Article:
§

This is the one that the AWS ECS & Fargate services assume on your behalf when managing your server. It is responsible for ensuing that you're applicaiton is able to execute - that is, it primarily pulls images from ECR and allows logs to be written to CloudWatch. You can see the full policy that AWS uses with the managed policy that we'll be using for this role.

ECS Execution Role
ECS Execution Role
ECS Task Role

The task role is the one that your task will assume in order to invoke other AWS services. Need access to S3, DynamoDB, SNS & to invoke lambdas? You'll want to define a custom policy and create a task role for that. We are defininig the task role in this CFT and not with the CFT that will deploy our application because we generally reuse roles where the applications should have the same set of scope and access.

When you define a task role you may want to create your own policy in order to have fine grained control over what services this role can access; we've done that in the CFT that contains all of these resources. It may be that you want to attached existing managed policies to your task role, and this works as well. Conversely you can do a combination of both and to attach managed policies to the role and define your own custom policies as needed.

Our application will not need much access to other AWS resource so we'll just be giving it logs and cloudwatch access.

§

Supplied material:

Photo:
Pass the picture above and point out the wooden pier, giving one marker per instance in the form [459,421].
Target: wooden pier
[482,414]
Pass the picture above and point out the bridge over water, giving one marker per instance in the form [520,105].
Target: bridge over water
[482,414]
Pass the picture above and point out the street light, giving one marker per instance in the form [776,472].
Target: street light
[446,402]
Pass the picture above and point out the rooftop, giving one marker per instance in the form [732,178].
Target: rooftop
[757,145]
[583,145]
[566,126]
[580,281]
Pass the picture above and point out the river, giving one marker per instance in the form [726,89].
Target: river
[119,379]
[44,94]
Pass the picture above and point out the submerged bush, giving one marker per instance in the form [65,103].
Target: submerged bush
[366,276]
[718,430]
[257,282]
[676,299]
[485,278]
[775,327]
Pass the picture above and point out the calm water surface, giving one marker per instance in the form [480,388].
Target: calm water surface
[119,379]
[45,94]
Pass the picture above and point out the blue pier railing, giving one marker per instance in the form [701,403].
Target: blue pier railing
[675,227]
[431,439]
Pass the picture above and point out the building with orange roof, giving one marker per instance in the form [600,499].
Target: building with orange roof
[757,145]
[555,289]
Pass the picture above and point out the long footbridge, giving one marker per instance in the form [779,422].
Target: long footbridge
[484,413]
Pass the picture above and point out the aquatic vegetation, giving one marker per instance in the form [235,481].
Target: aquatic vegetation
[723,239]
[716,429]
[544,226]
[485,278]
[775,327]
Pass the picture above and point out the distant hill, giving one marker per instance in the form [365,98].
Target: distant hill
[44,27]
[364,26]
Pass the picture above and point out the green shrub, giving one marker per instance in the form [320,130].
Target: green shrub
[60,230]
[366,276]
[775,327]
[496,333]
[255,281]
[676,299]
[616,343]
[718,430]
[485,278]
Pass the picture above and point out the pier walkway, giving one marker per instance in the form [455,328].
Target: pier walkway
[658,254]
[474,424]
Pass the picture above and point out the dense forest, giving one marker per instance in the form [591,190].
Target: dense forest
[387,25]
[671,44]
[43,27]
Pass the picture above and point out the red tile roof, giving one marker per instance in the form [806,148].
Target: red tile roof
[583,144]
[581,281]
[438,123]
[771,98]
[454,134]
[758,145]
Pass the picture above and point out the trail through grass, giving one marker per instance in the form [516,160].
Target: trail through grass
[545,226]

§

Challenge 1:
Transcribe the part of the passage on ECS roles starting with "The task role is" and going on through "scope and access.".
Challenge 2:
Go on with the passage on ECS execution and task roles from the point where it ends.

Output 1:
The task role is the one that your task will assume in order to invoke other AWS services. Need access to S3, DynamoDB, SNS & to invoke lambdas? You'll want to define a custom policy and create a task role for that. We are defininig the task role in this CFT and not with the CFT that will deploy our application because we generally reuse roles where the applications should have the same set of scope and access.

Output 2:
ECS Task Role
ECS Task Role
ECS Autoscaling Role

The Autoscaling Role is assigned to a scalable target, this is another AWS service that we will define in one of the upcoming tutorials but for now what's important to know is that this service will ensure that we have the correct number of containers running at all times. If our application has a high memory usage the scalable target will increase the number of containers based off of a predefined rule, similarly, if we have low CPU usage it will reduce the number of containers.

This is another role where we're just going to use the existing AWS managed policy, there isn't a lot to this policy, the full policy just allows it to update services and to update metric alarms that will be used to trigger a service update.

ECS Auto Scaling Role
ECS Auto Scaling Role

S3 Buckets

We're going to deploy two S3 buckets to serve different purposes:

  • Code build resources: This will hold all resources related to code builds, such as the CFTs when deployed through SAM or Code Build. This bucket is useful in that you can put all of your deployment artifacts in a central location without having a new bucket created for each stack / deployment.
  • Log output: All output logs will be saved in S3 in a centralized location.
  • Static files: This will hold all of our static files (e.g. images, .js, etc.)

I am forcing the code build bucket into this CFT for the sake of having less CFTs to deploy for this tutorial. I'd reccomend you taking a look separating this out into a separate, potentially more global, stack that works for you.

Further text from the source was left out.